Extracted records –
########

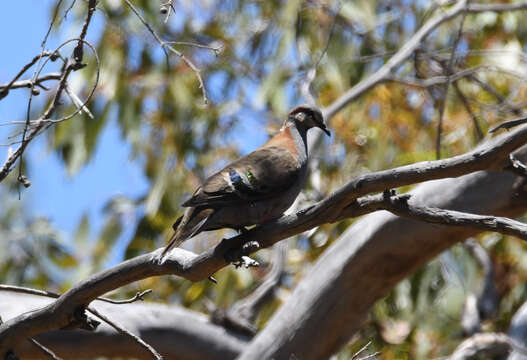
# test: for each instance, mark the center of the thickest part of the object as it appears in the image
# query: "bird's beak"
(324, 129)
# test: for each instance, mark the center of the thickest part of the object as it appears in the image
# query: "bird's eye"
(300, 116)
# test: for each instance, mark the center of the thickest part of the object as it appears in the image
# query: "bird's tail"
(186, 227)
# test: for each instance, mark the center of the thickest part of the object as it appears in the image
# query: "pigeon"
(256, 188)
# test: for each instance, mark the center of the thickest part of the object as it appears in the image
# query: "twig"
(361, 350)
(164, 45)
(509, 124)
(448, 72)
(413, 43)
(400, 206)
(216, 50)
(123, 331)
(6, 88)
(29, 83)
(371, 356)
(166, 7)
(473, 117)
(45, 119)
(24, 290)
(45, 350)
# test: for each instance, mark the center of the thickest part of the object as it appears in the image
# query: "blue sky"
(54, 194)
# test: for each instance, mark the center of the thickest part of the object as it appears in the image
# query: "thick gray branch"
(370, 258)
(175, 332)
(197, 267)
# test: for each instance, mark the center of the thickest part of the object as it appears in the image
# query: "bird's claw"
(239, 256)
(246, 262)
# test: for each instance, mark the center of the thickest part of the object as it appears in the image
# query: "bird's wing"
(259, 175)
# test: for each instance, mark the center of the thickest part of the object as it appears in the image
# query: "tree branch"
(195, 267)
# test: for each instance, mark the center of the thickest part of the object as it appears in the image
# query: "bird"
(257, 187)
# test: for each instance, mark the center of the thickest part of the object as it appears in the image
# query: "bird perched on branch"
(255, 188)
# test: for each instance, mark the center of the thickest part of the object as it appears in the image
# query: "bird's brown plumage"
(255, 188)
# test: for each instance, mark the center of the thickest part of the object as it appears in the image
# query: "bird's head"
(308, 117)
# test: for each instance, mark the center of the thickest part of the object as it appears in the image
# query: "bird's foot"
(245, 261)
(239, 257)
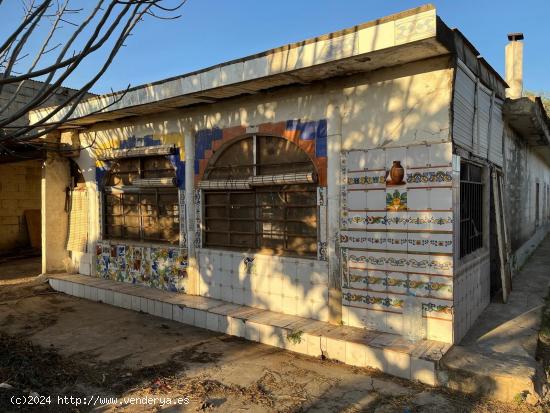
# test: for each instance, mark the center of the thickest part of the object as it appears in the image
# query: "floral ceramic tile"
(419, 285)
(397, 241)
(354, 239)
(441, 243)
(375, 200)
(396, 261)
(418, 199)
(419, 221)
(429, 177)
(377, 240)
(441, 199)
(376, 159)
(418, 242)
(441, 264)
(397, 221)
(418, 156)
(397, 282)
(396, 199)
(441, 287)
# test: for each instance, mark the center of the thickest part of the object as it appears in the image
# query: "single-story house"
(384, 176)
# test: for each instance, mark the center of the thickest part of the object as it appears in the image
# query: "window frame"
(257, 191)
(474, 191)
(128, 189)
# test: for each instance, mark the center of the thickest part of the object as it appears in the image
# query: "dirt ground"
(54, 346)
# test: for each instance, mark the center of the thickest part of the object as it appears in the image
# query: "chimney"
(514, 65)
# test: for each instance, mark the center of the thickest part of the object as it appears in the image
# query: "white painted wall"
(392, 107)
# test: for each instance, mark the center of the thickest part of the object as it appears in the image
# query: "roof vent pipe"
(514, 65)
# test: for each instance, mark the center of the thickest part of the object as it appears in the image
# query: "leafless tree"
(54, 39)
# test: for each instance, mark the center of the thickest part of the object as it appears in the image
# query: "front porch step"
(389, 353)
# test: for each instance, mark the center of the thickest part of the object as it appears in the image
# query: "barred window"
(471, 208)
(141, 200)
(260, 194)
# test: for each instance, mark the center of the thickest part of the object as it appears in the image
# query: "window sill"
(263, 253)
(115, 241)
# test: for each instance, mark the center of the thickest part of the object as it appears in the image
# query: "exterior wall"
(55, 221)
(523, 169)
(390, 108)
(19, 191)
(397, 241)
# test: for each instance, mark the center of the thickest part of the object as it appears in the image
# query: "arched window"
(260, 194)
(141, 200)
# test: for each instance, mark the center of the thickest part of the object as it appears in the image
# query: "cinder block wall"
(19, 190)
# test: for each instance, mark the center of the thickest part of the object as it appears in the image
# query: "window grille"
(278, 218)
(471, 208)
(134, 211)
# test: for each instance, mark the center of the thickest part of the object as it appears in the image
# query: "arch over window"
(260, 194)
(141, 200)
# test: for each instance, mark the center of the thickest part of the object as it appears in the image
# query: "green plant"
(295, 337)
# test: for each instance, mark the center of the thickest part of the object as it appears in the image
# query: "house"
(384, 177)
(21, 171)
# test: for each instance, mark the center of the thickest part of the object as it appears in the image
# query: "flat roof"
(397, 39)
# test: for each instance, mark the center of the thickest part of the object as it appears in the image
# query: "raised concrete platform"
(389, 353)
(497, 358)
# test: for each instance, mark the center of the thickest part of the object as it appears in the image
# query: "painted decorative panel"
(161, 267)
(396, 237)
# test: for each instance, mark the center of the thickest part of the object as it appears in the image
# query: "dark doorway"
(496, 282)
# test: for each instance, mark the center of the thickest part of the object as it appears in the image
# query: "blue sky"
(214, 31)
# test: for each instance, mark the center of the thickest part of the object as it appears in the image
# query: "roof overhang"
(394, 40)
(529, 119)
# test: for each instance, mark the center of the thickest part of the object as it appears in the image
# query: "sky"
(214, 31)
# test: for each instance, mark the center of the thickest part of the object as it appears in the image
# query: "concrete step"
(498, 376)
(389, 353)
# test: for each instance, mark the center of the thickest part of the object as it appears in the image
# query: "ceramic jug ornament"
(397, 173)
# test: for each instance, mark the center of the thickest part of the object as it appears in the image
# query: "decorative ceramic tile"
(376, 200)
(354, 239)
(441, 287)
(397, 282)
(376, 159)
(376, 220)
(197, 201)
(356, 160)
(363, 259)
(418, 285)
(441, 198)
(441, 264)
(418, 242)
(364, 180)
(357, 279)
(377, 240)
(418, 263)
(418, 199)
(397, 221)
(419, 221)
(395, 155)
(429, 177)
(418, 156)
(441, 243)
(397, 241)
(438, 309)
(157, 267)
(376, 281)
(397, 261)
(396, 199)
(356, 200)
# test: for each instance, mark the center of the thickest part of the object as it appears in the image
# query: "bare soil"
(55, 345)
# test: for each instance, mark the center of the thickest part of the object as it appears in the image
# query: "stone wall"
(19, 191)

########

Leaving out every picture, repeat the records above exactly as they stand.

# test: for each instance, mark the center of the thickest part of the object as it appears in the image
# query: "bird's beak"
(324, 129)
# test: for each instance, mark the center of the thickest part of the object as it appears in the image
# query: "bird's eye"
(300, 116)
# test: for each instance, mark the center of the thickest part of the object as it appears in the image
# query: "bird's tail"
(186, 227)
# test: for each instance, mark the center of the thickest part of the object as it appears in the image
# query: "pigeon"
(256, 188)
# test: for each instance, mark the center of the thickest part of the object as it appears in the image
# query: "twig"
(361, 350)
(164, 45)
(509, 124)
(448, 72)
(413, 43)
(400, 206)
(216, 50)
(123, 331)
(6, 88)
(29, 83)
(371, 356)
(166, 7)
(473, 117)
(45, 119)
(24, 290)
(45, 350)
# test: for each instance, mark the center of the thickest part of the object as it appears in the image
# query: "blue sky"
(54, 194)
# test: for each instance, mark the center of the thickest part of the object as it appears in the image
# query: "thick gray branch"
(370, 258)
(175, 332)
(197, 267)
# test: for each instance, mark the center of the thickest part of the object as it appears in the image
# query: "bird's claw"
(239, 256)
(246, 262)
# test: for each instance, mark the center of the thickest part of the object as it appears in the image
# query: "bird's wing"
(259, 175)
# test: for each instance, mark the center of the thickest part of the object as it appears in the image
# query: "tree branch"
(195, 267)
# test: for each instance, mark the center of the thickest part of the object as it appears in the image
# query: "bird"
(257, 187)
# test: for each instance, mark the center of the thickest part of the object as it appears in the image
# query: "bird perched on branch"
(255, 188)
# test: for each instance, mark the center of the thickest part of the object as it appears in the image
# query: "bird's brown plumage"
(255, 188)
# test: for each instance, mark the center of the thickest part of the object as it appears in the image
# query: "bird's head"
(308, 117)
# test: for each instance, mark the center of the thickest part of the object as it appears in the image
# query: "bird's foot"
(245, 261)
(239, 257)
# test: for each instance, mark the center of the thickest part of the object as it appears in the image
# query: "floral ceramic tile"
(419, 285)
(397, 241)
(354, 239)
(441, 243)
(375, 200)
(396, 261)
(418, 199)
(419, 221)
(429, 177)
(377, 240)
(441, 199)
(376, 159)
(418, 242)
(441, 264)
(397, 221)
(418, 156)
(397, 282)
(396, 199)
(441, 287)
# test: for each instance, mark the center of the thickest part of the object as it appears in the image
# query: "single-story house"
(384, 176)
# test: for each instance, mark the center of the thickest part of the object as it appears in the image
# query: "window frame"
(257, 191)
(474, 191)
(128, 189)
# test: for each instance, mark the center of the thickest part of the object as it appears in the image
# query: "dirt ground"
(54, 346)
# test: for each instance, mark the center of the thickest part of the object as it appears in the image
# query: "chimney"
(514, 65)
# test: for each instance, mark the center of the thickest part of the object as it appears in the image
# query: "white painted wall"
(392, 107)
# test: for each instance, mark the center of the thickest part of the object as it appears in the image
# query: "roof vent pipe"
(514, 65)
# test: for each instance, mark the center of the thickest part of the object as it appears in the image
# query: "leafless tree"
(54, 39)
# test: for each instance, mark the center of the thickest part of the object as it appears in the image
# query: "front porch step"
(389, 353)
# test: for each instance, mark the center of the thickest part of the object as it appears in the image
# query: "barred window"
(471, 208)
(141, 200)
(260, 194)
# test: for each instance, mark the center of the thickest part of the object as it appears in the image
# query: "window sill"
(263, 253)
(115, 241)
# test: for each instance, mark the center of the thickest part of the object as it appears in the image
# query: "exterior wall"
(55, 221)
(523, 169)
(390, 108)
(19, 191)
(397, 241)
# test: for each instance, mark the center of the thickest part of the object as it appears in the image
# query: "arched window"
(260, 194)
(141, 200)
# test: for each instance, mark the center of the thickest part of the object as it appears in the image
# query: "cinder block wall"
(19, 190)
# test: for each instance, mark the center of the thickest part of the object as it appears in the image
# query: "window grille"
(278, 218)
(471, 208)
(134, 211)
# test: for each instance, mark the center of the thickest part of the object as it appears in the image
# query: "arch over window"
(260, 194)
(141, 200)
# test: for each instance, mark the center of the thickest part of the object as it appears in the image
# query: "green plant"
(295, 337)
# test: for each instance, mark the center of the thickest part of the object as it appears in the image
# query: "house"
(384, 177)
(21, 171)
# test: for each instance, mark the center of the thickest part of the object as it appears in the image
# query: "flat roof"
(397, 39)
# test: for each instance, mark the center of the thickest part of the object as it appears in the image
# query: "raised concrete platform"
(389, 353)
(497, 358)
# test: for each instance, mark the center of the thickest part of the object as it appears in the image
# query: "painted decorative panel"
(161, 267)
(396, 237)
# test: for each instance, mark the center of the thickest part of the object as it appears in the image
# query: "dark doorway"
(496, 282)
# test: for each instance, mark the center of the thickest part of the object as it appears in the image
# query: "blue sky"
(214, 31)
# test: for each instance, mark the center of the thickest part of the object as it appears in the image
# query: "roof overhang"
(394, 40)
(529, 119)
# test: for each instance, mark the center of the thickest part of the object as it appears in the image
# query: "sky"
(214, 31)
# test: for each instance, mark the center of the thickest part of the object as it appears in the image
# query: "concrete step"
(498, 376)
(389, 353)
# test: for each instance, mark the center of the thickest part of the object as it appears in the image
# query: "ceramic jug ornament"
(397, 173)
# test: for each instance, mark the center of the thickest part of the object as it appears in the image
# query: "decorative ceramic tile"
(376, 200)
(354, 239)
(441, 287)
(397, 282)
(376, 159)
(376, 220)
(197, 201)
(356, 160)
(363, 259)
(418, 285)
(441, 198)
(441, 264)
(418, 242)
(364, 180)
(357, 279)
(377, 240)
(418, 263)
(418, 199)
(397, 221)
(419, 221)
(395, 155)
(429, 177)
(418, 156)
(441, 243)
(397, 241)
(438, 309)
(157, 267)
(376, 281)
(397, 261)
(396, 199)
(356, 200)
# test: for each instance, mark the center of the thickest part of the object as it appears in the image
# query: "bare soil"
(55, 345)
# test: for each instance, mark the center of the thickest part of the object as it appears in the image
# query: "stone wall"
(19, 191)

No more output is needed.